- [Data provided]
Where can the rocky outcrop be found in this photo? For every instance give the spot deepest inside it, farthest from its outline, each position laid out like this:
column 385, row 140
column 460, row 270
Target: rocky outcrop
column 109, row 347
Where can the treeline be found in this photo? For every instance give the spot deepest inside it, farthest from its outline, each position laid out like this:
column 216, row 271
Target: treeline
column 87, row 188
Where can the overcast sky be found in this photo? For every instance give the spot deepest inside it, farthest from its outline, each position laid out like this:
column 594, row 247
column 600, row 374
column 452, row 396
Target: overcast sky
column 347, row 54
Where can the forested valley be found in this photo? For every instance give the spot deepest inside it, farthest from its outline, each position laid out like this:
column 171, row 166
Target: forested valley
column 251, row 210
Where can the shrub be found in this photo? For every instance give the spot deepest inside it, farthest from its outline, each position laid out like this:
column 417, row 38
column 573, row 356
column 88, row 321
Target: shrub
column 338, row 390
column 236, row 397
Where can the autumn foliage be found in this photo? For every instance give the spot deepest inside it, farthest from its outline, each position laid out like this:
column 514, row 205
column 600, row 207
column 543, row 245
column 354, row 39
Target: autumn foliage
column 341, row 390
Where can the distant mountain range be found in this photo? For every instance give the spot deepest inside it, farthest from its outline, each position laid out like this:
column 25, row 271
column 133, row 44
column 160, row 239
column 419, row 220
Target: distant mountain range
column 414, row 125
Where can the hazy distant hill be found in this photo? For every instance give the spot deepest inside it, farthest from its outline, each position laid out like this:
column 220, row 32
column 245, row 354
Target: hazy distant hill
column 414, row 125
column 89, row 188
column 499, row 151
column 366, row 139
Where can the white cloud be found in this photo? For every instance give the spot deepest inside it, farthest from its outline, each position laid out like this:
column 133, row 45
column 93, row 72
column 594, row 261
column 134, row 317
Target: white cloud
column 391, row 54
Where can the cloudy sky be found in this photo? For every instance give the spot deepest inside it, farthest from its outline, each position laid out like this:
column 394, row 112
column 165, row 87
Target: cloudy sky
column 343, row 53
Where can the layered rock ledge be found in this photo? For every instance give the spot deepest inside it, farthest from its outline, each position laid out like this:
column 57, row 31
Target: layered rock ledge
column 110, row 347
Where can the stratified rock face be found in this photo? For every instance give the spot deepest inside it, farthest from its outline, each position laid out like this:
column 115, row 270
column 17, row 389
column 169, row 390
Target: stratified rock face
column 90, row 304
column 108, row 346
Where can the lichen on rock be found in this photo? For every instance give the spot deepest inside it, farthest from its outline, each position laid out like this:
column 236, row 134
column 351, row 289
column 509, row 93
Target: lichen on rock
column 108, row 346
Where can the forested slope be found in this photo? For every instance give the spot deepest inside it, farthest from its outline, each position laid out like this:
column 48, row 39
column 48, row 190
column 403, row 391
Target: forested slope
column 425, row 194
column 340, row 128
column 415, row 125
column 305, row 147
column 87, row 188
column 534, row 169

- [What you are asked to do] Produce a precise copy of all the material above.

- [Solution]
Where can the rocky outcrop be found in this photo? For every instance give the spot deepest inside it, farthest from its outline, each position laid out like this:
column 385, row 140
column 460, row 270
Target: rocky outcrop
column 109, row 347
Where can the treeline be found in this photo? For every instance give the spot deepest inside it, farthest from its outline, each position laid out like this:
column 216, row 271
Target: treeline
column 87, row 188
Where can the overcast sky be found in this photo? For every instance give the spot deepest inside it, farthest from its outline, each position laid out like this:
column 594, row 247
column 600, row 374
column 452, row 396
Target: overcast sky
column 347, row 54
Where can the forested valley be found in this photo? For every instance give the spot deepest inside it, farthest from its outline, each position laid out like this:
column 171, row 166
Target: forested valley
column 251, row 210
Where can the shrub be found in this photo? For every instance give the spot deepest inside it, farthest from its outline, each position laid out like this:
column 417, row 38
column 573, row 356
column 88, row 321
Target: shrub
column 338, row 390
column 236, row 397
Where can the autumn foliage be found in this photo? For every instance give the spot deepest inside it, farthest from its outline, each position laid out like this:
column 514, row 205
column 600, row 207
column 543, row 245
column 354, row 39
Target: autumn foliage
column 341, row 390
Where can the distant mountain range be found in this photo? For every instance give the spot deepest inside it, farthest from its outline, each position laid out like this:
column 25, row 271
column 133, row 44
column 160, row 239
column 419, row 220
Target: distant mountain range
column 414, row 125
Where can the hazy distant hill be found in this photo? For every instance give the spot deepest inside it, farthest from its outline, each position laid out like this:
column 220, row 32
column 245, row 354
Target: hazy distant hill
column 414, row 125
column 89, row 188
column 499, row 151
column 366, row 139
Where can the white cloud be found in this photo? For every instance give the spot deepest inside it, farthest from its outline, each position laid out like this:
column 133, row 45
column 93, row 72
column 594, row 261
column 134, row 317
Target: white cloud
column 391, row 54
Where can the cloudy sky be found in this photo? For every instance give the spot deepest inside it, farthest from its outline, each position laid out like this:
column 394, row 112
column 165, row 87
Target: cloudy sky
column 343, row 53
Where can the layered rock ledge be found in this photo? For every instance give the spot deepest inside it, farthest from its outline, each position laid out like this:
column 57, row 31
Target: layered rock ledge
column 110, row 347
Where can the stratified rock face be found in this photo? For every instance give the spot deepest inside it, farthest from its outline, each position laid out like this:
column 115, row 270
column 17, row 389
column 169, row 390
Target: stratified rock face
column 90, row 304
column 108, row 346
Where can the lichen on rock be found in this photo? For every instance give the spot deepest inside it, farthest from its outline, each position laid out like this:
column 236, row 134
column 351, row 289
column 509, row 93
Target: lichen on rock
column 108, row 346
Where can the forested slope be found in this photo? For every instance give the spot deepest inside it, farthest from its outline, each position laid out like this:
column 48, row 39
column 48, row 190
column 403, row 391
Target: forested slope
column 425, row 194
column 340, row 128
column 415, row 125
column 305, row 147
column 87, row 188
column 534, row 169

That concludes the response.